| INFORMATION PROVIDED |
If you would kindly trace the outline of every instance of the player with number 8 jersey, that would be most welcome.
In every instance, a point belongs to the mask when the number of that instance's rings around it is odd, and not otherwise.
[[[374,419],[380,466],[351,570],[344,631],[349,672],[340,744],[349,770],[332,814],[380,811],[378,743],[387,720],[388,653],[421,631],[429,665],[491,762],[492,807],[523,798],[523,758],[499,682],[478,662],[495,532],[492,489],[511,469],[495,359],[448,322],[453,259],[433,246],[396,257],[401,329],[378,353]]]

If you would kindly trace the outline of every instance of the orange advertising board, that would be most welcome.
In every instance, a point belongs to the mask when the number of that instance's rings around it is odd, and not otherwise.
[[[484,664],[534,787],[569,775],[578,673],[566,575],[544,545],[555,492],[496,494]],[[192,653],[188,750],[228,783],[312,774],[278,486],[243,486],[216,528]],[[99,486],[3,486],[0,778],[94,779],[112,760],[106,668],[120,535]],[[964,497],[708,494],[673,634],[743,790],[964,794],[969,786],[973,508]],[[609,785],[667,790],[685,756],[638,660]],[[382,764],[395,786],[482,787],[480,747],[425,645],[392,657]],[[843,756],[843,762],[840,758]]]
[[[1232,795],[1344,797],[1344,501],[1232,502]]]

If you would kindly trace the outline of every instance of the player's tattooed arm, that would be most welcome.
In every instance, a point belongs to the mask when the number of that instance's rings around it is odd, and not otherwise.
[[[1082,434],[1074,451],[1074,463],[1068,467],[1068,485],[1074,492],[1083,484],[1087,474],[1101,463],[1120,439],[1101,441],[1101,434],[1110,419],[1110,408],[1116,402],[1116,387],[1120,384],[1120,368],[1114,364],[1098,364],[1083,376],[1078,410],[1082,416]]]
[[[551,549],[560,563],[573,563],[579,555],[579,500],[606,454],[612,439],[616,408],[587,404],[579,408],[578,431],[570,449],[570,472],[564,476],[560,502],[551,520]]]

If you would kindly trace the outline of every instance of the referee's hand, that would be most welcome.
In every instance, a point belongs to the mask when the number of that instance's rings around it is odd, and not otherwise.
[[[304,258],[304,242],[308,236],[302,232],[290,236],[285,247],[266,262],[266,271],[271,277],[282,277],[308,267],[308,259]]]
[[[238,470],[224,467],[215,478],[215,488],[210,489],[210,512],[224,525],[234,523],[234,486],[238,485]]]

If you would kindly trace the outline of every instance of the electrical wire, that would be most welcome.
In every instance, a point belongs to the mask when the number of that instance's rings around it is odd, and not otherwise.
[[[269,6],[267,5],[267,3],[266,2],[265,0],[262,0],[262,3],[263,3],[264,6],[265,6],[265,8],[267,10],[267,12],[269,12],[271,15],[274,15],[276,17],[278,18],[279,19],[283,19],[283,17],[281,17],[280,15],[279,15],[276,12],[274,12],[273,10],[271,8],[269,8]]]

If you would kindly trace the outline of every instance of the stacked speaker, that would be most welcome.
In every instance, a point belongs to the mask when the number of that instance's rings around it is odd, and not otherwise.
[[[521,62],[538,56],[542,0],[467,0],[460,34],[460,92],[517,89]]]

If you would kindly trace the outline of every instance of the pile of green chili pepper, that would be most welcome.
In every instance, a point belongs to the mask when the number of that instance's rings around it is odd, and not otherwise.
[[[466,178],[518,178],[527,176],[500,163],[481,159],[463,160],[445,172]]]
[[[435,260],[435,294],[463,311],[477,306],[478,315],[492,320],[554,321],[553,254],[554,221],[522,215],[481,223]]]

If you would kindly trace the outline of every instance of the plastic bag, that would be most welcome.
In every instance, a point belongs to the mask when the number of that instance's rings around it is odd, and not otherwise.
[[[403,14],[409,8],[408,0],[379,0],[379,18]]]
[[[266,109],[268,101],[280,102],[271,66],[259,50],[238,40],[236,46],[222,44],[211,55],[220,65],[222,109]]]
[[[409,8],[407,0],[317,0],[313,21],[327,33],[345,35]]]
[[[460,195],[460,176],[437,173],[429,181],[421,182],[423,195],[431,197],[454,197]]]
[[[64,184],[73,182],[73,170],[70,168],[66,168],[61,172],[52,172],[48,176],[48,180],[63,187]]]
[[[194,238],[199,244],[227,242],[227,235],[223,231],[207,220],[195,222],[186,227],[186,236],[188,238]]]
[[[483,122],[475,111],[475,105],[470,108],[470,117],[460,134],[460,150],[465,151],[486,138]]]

| YOUR GOAL |
Can you write out again the rows from the line containing "pepper, that would be most welcome." through the end of the rows, both ends included, with "shopping bag" in place of "plastic bag" and nothing else changed?

| RESULT BELOW |
If you would kindly trace the outline of every instance of the pile of green chili pepper, that would be most welcome.
In every instance, a point belongs to the mask when the number of that instance's rings around it is odd, and not otherwise.
[[[466,178],[518,178],[527,176],[500,163],[481,159],[463,160],[445,172]]]
[[[435,260],[435,294],[463,311],[477,306],[478,315],[492,320],[554,321],[553,254],[554,221],[522,215],[481,223]]]

If you would kindly trace the outline of every instance of the shopping bag, that would be most welcome.
In every instance, a point belongs to the mask when the number of that instance's rings around it is odd, and not otherwise.
[[[403,14],[409,8],[408,0],[379,0],[379,18]]]
[[[266,109],[268,101],[280,102],[271,66],[259,50],[238,40],[236,46],[222,44],[211,55],[220,65],[222,109]]]
[[[409,8],[407,0],[317,0],[313,21],[327,33],[345,35]]]
[[[460,195],[460,176],[437,173],[429,181],[421,182],[423,195],[431,197],[454,197]]]
[[[64,184],[73,182],[73,170],[70,168],[66,168],[61,172],[52,172],[48,176],[48,180],[63,187]]]
[[[194,238],[199,244],[227,242],[227,235],[223,231],[207,220],[195,222],[186,227],[186,236],[188,238]]]
[[[483,122],[475,111],[475,105],[470,108],[470,117],[460,134],[460,150],[465,151],[486,138]]]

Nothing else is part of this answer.